Request
Which lines in the records below contain the word "jersey"? Copy each of them.

Material supplied
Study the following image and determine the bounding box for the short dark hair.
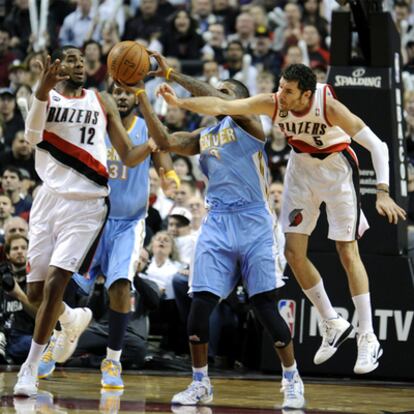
[223,79,250,98]
[50,45,82,62]
[281,63,316,94]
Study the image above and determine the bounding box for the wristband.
[165,170,181,188]
[165,68,174,80]
[135,89,145,96]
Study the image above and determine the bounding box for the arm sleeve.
[24,96,48,145]
[352,126,390,185]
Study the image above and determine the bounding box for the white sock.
[59,302,75,326]
[193,365,208,381]
[303,279,338,319]
[106,347,122,362]
[25,339,47,365]
[352,293,374,335]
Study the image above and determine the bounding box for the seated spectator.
[174,180,198,207]
[0,235,36,364]
[252,26,283,77]
[0,194,14,244]
[147,167,174,223]
[265,125,291,182]
[0,88,24,148]
[59,0,99,48]
[100,20,120,62]
[0,217,29,262]
[224,40,258,95]
[83,40,106,91]
[146,231,182,300]
[303,24,330,68]
[145,56,190,116]
[164,106,191,133]
[188,194,207,232]
[1,166,32,221]
[0,130,40,183]
[173,155,195,181]
[0,25,17,88]
[160,10,209,61]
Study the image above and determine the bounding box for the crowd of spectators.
[0,0,414,372]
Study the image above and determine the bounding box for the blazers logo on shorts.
[277,299,296,337]
[289,208,303,227]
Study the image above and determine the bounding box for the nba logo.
[277,299,296,338]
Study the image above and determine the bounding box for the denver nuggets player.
[14,46,155,396]
[128,75,305,408]
[162,64,405,374]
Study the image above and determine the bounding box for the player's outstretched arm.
[326,97,406,224]
[158,83,275,117]
[100,92,157,167]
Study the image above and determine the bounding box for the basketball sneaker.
[171,377,213,405]
[37,331,60,378]
[280,371,305,409]
[313,316,354,365]
[52,308,92,362]
[101,358,124,389]
[354,332,382,374]
[13,363,37,397]
[99,389,124,414]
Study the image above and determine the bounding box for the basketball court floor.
[0,368,414,414]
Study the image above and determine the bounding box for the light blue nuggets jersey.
[106,117,151,220]
[200,116,269,209]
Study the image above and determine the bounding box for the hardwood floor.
[0,369,414,414]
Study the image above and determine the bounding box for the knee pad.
[250,289,292,348]
[187,292,220,344]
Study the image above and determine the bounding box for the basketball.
[107,40,150,85]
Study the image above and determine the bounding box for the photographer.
[0,234,36,363]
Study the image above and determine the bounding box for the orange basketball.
[108,40,150,85]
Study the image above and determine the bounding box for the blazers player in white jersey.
[161,64,406,374]
[14,46,156,396]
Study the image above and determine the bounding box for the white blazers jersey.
[35,89,108,200]
[273,83,351,154]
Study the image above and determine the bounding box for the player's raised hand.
[39,56,70,92]
[376,192,407,224]
[147,50,170,78]
[158,167,178,198]
[115,80,145,95]
[156,82,180,107]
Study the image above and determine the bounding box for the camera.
[0,262,16,293]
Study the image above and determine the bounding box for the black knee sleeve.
[187,292,220,344]
[250,289,292,348]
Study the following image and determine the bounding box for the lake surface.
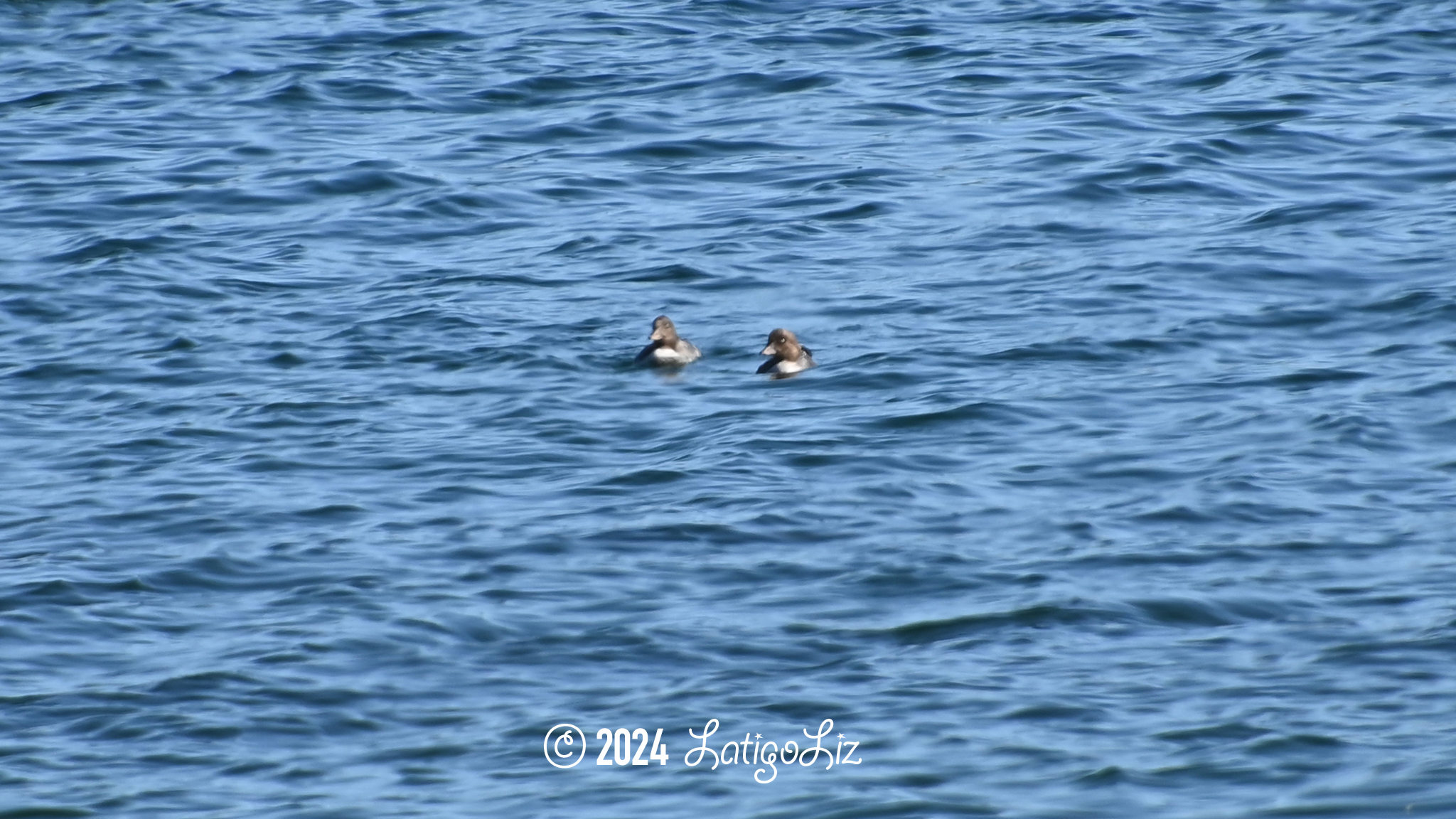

Exercise answer
Study the image above and determine the bounding box for the light blue nuggets jersey.
Study the image above and determine the bounding box for the blazers player in white jersey.
Study the image above and determine the bounding box for the white blazers jersey.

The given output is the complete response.